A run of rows
--
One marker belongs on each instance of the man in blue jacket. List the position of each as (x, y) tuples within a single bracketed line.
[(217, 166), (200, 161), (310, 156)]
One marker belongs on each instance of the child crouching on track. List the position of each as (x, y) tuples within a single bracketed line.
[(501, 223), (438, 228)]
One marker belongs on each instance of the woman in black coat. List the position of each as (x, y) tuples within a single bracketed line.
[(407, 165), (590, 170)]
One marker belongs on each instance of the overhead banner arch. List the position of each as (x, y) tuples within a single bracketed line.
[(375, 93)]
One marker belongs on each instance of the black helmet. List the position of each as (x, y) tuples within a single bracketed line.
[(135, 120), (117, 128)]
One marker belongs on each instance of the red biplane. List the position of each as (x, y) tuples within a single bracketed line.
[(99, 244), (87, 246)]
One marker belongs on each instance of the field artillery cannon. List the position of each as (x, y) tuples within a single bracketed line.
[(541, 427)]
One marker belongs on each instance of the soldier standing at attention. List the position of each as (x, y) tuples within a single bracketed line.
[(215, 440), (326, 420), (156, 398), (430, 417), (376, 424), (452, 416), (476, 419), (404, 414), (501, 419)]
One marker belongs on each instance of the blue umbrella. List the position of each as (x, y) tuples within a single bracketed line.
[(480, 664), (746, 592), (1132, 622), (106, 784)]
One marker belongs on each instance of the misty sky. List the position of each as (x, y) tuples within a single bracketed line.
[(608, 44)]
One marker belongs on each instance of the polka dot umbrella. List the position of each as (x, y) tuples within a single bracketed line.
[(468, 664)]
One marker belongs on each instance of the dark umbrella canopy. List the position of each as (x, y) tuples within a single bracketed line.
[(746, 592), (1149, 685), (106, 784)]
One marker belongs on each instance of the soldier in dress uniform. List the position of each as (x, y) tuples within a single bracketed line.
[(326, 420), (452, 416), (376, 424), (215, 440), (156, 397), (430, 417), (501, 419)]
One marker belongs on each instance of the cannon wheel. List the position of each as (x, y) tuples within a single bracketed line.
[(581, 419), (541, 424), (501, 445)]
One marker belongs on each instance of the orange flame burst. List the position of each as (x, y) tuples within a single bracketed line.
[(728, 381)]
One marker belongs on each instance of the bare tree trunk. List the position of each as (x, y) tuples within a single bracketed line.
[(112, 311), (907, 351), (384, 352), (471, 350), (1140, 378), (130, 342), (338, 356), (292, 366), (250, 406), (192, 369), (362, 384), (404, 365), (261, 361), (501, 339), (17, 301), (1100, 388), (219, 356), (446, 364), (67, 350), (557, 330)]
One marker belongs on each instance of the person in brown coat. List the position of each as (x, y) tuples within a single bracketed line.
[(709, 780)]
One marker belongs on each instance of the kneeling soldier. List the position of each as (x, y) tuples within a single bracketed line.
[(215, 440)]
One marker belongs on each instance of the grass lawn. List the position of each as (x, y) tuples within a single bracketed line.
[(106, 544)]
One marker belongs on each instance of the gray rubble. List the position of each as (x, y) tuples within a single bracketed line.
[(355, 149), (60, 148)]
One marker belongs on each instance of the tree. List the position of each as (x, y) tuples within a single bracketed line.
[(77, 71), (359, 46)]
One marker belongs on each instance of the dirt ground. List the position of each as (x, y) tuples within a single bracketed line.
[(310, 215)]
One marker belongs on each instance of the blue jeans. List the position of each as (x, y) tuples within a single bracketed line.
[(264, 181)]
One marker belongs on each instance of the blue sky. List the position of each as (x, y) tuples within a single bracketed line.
--
Could you copy out every one of the rows above word for word?

One marker belongs on each instance of the man in blue jacket. List the position of each as (x, y) tuples within a single bracketed line.
[(217, 166), (200, 161), (310, 156)]
One marker belongs on each instance of the child crouching on track. List the position of each as (x, y) tuples within a single bracketed line.
[(501, 223), (438, 228)]
One marker belongs on each instance of the woman in black coat. List the position of each as (x, y) tuples within a single bracketed line.
[(407, 165), (590, 170)]
One marker belongs on each instance of the overhead banner arch. List the position of each as (x, y) tuples within a single bracketed line.
[(375, 93)]
One marker belongs on each instance of the black helmet. List the position of each as (x, y) tuples within a single bracketed line.
[(135, 120), (117, 128)]
One marker belongs on each instance of the red biplane. List the position of each as (x, y) tuples within a single bracketed line.
[(99, 244), (87, 246)]
One marker belongs on each instance of the field artillery cannon. List the position of each as (x, y) tuples within a single bracketed line.
[(541, 427)]
One marker belongs on each instance of the soldier standing at attention. List the position of each as (x, y) tuples within a single bracketed line.
[(215, 440), (326, 420), (156, 398), (430, 417), (376, 424), (452, 416), (476, 419), (404, 414), (501, 419)]
One marker belongs on each instance of the blue umbrella. List the position of each as (x, y) tuples within a single bracketed line.
[(480, 664), (746, 592), (1132, 622), (106, 784)]
One marker belongs on each instance of the misty sky. List the position of each as (x, y) tuples within a single bracketed line.
[(608, 44)]
One marker belongs on each instance of the polka dot umbrella. List the position of each as (x, y) tuples within a single bracketed line.
[(468, 664)]
One marker belongs on each instance of the dark umbrella canopy. List the position of each as (x, y) tuples within a single bracketed line.
[(746, 592), (1149, 685), (106, 784)]
One marker belongs on each instance of the soldier in dress uniform. List the position of each as (x, y) tuples within a single bracketed line.
[(326, 420), (452, 416), (376, 424), (215, 440), (156, 397), (430, 417), (501, 419)]
One marker belongs on each instance of the cannon wheel. List the position of each as (x, y) tuples within a single bracketed line.
[(581, 419), (541, 424), (501, 445)]
One marker belongs on each instance of the orange flame burst. List the position of each as (x, y) tuples within a single bracketed line.
[(728, 381)]
One marker belongs on each instance of the bare tree trunk. List the position of each as (x, y) tuples within a single bracketed line.
[(112, 311), (907, 351), (384, 352), (471, 350), (1140, 378), (130, 342), (338, 356), (292, 366), (250, 406), (192, 369), (362, 384), (404, 365), (261, 361), (501, 339), (17, 301), (1100, 388), (219, 356), (446, 364), (67, 350), (557, 330)]
One marker belongs on each instance of the person in brown coat. List the position of each as (x, y) tuples within a single bracketed line.
[(709, 780)]
One marker belongs on each instance of the kneeling soldier. List the position of each as (x, y) tuples within a single bracketed line.
[(215, 440)]
One marker belongs on each instance of the grass lawn. List the position of each as (x, y) tuples within a single bracketed line.
[(106, 544)]
One marker belongs on each instance of the gray rubble. List the position of each as (x, y) tuples within a single bracketed line.
[(355, 149), (60, 148)]
One marker belongs on each instance of the tree. List the position of each as (x, y) tuples within a single bracketed line.
[(77, 71), (359, 46)]
One marker belongs on each instance of the dirt ground. List the position of each as (x, y) tuples within a single bracketed line.
[(310, 215)]
One marker belongs on each instance of the blue jeans. List the position of each as (x, y) tuples within a single bracketed line.
[(264, 181)]
One marker belongs on each instance of the blue sky. List the position of each as (x, y) tuples within a single bracketed line.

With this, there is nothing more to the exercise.